◆ **WHAT IS REQUIRED**
Below are records; say how many of their lines include the word "rice", giving nothing but the number.
== SUPPLIED MATERIAL ==
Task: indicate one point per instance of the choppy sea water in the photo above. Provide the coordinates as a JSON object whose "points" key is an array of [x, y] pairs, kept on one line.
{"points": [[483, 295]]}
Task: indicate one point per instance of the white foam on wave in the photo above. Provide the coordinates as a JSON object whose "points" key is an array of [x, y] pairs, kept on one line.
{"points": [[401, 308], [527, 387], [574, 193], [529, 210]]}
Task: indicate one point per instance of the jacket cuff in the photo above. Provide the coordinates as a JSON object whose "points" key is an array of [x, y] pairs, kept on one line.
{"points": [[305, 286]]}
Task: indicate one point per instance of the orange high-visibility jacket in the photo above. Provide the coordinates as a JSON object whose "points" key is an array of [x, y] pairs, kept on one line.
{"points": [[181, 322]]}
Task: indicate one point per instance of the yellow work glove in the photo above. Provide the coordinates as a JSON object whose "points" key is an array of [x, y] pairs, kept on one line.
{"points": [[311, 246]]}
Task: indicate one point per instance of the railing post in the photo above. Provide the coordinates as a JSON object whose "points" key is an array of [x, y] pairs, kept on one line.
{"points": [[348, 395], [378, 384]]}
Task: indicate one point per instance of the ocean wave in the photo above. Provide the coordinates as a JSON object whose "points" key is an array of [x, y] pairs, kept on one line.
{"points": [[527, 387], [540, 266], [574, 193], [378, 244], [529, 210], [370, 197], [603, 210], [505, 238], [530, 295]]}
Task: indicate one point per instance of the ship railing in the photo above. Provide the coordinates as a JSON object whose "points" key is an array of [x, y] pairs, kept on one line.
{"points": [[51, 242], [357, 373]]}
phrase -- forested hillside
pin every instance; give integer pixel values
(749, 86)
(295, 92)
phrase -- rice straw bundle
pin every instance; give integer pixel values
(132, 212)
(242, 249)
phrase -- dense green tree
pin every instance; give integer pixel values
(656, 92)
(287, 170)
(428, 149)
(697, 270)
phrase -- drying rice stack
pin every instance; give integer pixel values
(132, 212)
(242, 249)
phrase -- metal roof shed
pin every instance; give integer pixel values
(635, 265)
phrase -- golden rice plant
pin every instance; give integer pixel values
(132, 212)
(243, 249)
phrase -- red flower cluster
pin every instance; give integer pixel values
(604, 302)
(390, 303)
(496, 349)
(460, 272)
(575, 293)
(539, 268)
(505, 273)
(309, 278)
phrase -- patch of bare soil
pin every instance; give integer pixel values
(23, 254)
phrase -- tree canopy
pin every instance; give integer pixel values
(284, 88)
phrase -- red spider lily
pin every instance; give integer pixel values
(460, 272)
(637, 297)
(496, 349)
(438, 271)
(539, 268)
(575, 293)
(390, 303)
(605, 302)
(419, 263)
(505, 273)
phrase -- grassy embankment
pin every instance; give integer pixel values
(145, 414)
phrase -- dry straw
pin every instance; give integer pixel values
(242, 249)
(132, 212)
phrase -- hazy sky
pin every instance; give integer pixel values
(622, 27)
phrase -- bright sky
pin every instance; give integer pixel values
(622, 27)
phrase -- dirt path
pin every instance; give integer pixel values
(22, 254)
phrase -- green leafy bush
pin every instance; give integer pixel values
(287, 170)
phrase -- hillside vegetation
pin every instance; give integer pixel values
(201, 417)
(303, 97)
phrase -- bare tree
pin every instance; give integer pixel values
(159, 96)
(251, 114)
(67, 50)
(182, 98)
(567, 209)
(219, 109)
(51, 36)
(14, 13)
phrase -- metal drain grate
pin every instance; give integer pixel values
===
◆ **RESULT OF THIS TASK**
3